* [Aim of the task]: State only how many of the lines below contain the string "column", counting uppercase and lowercase as different.
═════ Given data ═════
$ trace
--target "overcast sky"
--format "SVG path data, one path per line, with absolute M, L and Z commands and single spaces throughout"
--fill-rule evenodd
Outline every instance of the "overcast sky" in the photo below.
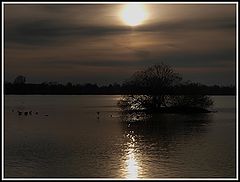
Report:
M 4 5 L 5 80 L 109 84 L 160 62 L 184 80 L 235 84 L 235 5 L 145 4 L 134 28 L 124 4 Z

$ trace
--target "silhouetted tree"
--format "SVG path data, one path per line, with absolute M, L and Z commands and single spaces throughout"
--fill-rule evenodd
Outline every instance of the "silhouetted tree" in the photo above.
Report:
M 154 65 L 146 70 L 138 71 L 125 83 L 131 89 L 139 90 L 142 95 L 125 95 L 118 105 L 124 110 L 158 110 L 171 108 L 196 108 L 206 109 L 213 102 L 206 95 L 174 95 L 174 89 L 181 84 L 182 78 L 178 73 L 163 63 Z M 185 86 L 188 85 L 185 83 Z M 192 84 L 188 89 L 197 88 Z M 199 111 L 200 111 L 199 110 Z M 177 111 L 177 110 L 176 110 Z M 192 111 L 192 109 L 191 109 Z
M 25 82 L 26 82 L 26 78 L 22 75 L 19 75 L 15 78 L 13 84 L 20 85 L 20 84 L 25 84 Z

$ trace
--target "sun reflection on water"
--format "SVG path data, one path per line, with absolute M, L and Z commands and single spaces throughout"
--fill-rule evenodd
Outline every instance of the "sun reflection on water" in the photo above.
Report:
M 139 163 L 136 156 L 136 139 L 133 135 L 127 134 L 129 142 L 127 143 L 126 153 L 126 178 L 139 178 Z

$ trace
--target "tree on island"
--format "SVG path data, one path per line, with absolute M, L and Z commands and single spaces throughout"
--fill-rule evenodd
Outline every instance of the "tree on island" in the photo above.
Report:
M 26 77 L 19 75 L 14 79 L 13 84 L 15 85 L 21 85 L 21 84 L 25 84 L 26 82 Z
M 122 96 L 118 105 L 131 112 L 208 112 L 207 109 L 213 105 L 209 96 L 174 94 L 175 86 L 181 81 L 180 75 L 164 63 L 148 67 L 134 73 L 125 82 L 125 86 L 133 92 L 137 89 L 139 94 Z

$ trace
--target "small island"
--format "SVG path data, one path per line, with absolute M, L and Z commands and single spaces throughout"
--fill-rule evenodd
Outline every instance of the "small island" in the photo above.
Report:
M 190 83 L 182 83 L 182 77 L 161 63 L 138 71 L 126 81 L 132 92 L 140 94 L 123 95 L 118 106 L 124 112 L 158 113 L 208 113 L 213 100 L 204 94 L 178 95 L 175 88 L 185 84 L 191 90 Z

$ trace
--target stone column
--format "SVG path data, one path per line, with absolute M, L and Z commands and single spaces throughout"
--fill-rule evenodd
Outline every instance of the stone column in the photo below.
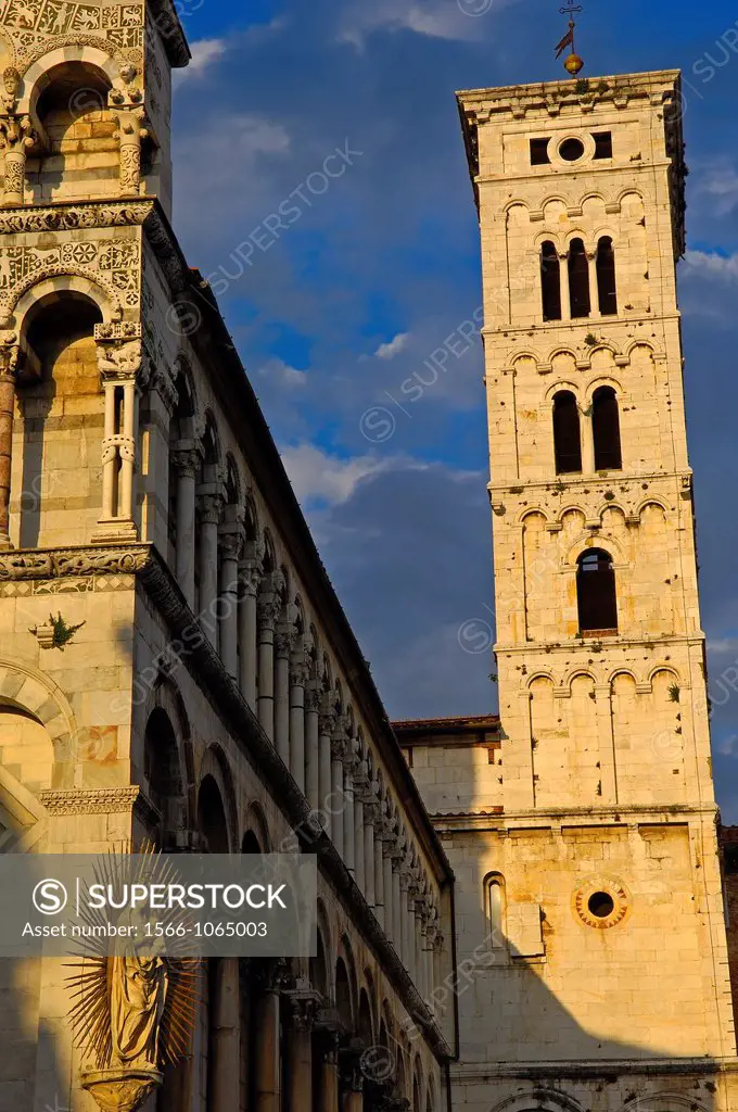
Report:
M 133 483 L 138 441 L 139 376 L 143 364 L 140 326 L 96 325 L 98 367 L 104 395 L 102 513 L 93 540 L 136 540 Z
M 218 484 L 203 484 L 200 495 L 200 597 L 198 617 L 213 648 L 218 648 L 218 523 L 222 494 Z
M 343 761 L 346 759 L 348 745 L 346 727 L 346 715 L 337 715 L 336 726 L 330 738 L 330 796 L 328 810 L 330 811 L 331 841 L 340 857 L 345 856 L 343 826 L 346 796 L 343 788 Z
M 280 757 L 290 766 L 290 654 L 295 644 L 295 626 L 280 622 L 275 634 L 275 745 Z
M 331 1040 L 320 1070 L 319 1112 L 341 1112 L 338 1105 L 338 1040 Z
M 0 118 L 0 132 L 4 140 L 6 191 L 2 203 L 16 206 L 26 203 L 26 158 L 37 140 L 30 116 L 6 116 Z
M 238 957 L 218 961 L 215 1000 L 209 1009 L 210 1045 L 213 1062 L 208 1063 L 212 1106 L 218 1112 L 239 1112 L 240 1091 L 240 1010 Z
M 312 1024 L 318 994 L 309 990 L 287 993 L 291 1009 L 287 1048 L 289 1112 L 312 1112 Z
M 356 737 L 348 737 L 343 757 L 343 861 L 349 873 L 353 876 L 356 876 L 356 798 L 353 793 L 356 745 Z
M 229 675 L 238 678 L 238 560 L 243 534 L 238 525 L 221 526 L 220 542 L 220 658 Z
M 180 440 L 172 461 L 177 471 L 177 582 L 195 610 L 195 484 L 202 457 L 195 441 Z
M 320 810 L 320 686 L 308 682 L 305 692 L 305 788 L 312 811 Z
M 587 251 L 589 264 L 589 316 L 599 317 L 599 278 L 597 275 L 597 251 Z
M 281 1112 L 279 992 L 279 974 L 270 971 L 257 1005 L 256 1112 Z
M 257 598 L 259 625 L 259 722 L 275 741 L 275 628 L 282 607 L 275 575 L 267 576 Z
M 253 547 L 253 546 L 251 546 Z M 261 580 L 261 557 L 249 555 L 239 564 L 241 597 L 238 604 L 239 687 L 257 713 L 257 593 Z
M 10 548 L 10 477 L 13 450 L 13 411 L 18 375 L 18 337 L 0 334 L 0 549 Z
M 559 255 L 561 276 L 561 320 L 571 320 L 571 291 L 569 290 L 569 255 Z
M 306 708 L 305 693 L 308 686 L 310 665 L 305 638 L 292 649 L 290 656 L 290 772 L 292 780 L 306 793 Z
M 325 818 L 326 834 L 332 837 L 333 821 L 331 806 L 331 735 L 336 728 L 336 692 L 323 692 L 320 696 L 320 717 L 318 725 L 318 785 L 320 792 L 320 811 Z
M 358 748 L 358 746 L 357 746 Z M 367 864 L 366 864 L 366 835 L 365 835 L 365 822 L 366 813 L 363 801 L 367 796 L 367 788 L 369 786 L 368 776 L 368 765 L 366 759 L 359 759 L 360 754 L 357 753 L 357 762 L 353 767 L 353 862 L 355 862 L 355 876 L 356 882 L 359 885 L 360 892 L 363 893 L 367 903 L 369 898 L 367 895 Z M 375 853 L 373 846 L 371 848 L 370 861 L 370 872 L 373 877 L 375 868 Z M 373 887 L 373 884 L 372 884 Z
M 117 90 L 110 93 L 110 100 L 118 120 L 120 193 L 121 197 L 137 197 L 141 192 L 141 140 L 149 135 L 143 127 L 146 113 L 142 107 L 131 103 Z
═════
* [Exercise answer]: 2